The Charlotte News
Saturday, November 30, 1946
Site Ed. Note: The front page reports that the Government had authorized coal operators to assess fines against striking miners, now in their tenth day of idleness. One such mine in Pittsburgh had already begun, with permission, to levy fines of a dollar per day for each miner on strike, numbering 4,500 at the company.
Workers in other industries rendered idle by the coal strike now numbered more than 95,000. Another 167,000 were temporarily idle during the extended holiday weekend.
The Department of Interior disclosed that conferences were being held with four applicants regarding taking over operation of the Big Inch and Little Inch pipelines for transport of natural gas to the East Coast, Philadelphia and New York.
The United States sided with Russia at the U.N. on the proposal that control of the atomic bomb be given first priority in any consideration of arms limitation. Contrary to the Russian view, the U.S. wanted inspections of the bomb and uses of atomic energy to be outside the purview of the Security Council and each permanent member's veto. Russia wanted control to be policed by the Security Council. The British wanted the bomb outlawed, also different from the American proposal which expressed a desire for limitation of the bomb only as part of a general plan of arms limitation.
The previous night, Nationalist counter-attacks in China were repulsed by 3,000 Communist troops at Wanchuang, 20 miles south of Peiping. The Communists were reported to be massing troops on the west bank of the Yellow River to fend off an anticipated attack on Yenan.
Philippine President Manuel Roxas disclosed that an agreement had been reached with the United States to establish bases in the islands for mutual defense. The Philippine Scouts, most of whom had been wiped out during the war, would be used primarily to man the bases. He assured that he would see to it that the Scouts could maintain their Philippine citizenship while joining the U.S. Army, a matter ordinarily prohibited by Philippine law.

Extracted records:

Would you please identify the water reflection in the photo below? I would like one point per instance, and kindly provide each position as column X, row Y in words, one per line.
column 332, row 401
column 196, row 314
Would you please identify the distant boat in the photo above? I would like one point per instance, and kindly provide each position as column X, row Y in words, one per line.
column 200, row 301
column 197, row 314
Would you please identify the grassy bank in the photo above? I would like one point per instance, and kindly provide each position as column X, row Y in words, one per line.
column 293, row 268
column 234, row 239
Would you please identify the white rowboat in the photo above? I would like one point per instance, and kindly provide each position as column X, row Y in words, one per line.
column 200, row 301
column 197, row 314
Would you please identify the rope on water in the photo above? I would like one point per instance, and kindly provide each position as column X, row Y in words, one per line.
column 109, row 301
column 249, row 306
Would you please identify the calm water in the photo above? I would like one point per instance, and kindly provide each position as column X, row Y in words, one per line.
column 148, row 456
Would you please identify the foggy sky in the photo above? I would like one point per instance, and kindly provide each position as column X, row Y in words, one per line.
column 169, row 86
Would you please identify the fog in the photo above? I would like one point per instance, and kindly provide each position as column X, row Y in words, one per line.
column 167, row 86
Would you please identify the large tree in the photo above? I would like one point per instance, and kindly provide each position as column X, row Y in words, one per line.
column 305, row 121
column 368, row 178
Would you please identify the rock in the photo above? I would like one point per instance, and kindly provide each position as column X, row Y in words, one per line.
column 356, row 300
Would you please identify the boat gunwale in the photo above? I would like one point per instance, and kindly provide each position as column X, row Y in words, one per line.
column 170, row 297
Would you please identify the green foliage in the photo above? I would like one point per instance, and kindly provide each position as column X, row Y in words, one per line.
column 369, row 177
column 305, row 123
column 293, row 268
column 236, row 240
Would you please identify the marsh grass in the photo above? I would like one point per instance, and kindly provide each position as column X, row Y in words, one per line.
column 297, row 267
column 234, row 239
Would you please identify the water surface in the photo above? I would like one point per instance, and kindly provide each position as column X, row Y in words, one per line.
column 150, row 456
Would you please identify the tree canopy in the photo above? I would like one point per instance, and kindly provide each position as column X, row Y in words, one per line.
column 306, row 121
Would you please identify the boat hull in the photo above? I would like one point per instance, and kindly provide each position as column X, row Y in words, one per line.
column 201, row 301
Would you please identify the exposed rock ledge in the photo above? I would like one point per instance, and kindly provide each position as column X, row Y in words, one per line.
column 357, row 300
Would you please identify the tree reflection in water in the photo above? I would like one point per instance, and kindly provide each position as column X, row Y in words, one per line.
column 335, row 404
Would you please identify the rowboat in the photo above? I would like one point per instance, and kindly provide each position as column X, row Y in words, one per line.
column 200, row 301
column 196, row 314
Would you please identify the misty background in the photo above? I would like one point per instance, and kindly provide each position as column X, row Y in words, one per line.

WORK INSTRUCTIONS.
• A. Answer these questions from the news summary:
(i) What fine per striking miner per day was the Pittsburgh mine levying?
(ii) How many Communist troops repulsed the Nationalist counter-attacks at Wanchuang?
(iii) Which force would be used primarily to man the bases in the Philippines?
• B. Rewrite the paragraph of the news summary that begins "The United States sided with Russia" as a bulleted list, keeping its main facts.

SOLUTIONS TO EACH TASK.
• A.
(i) A dollar per day.
(ii) 3,000.
(iii) The Philippine Scouts.

• B.
- At the U.N., the U.S. sided with Russia that control of the atomic bomb should get first priority in any consideration of arms limitation.
- The U.S. wanted inspections of the bomb and uses of atomic energy to be outside the purview of the Security Council and each permanent member's veto.
- Russia wanted control policed by the Security Council.
- The British wanted the bomb outlawed.
- The U.S. proposal sought limitation of the bomb only as part of a general plan of arms limitation.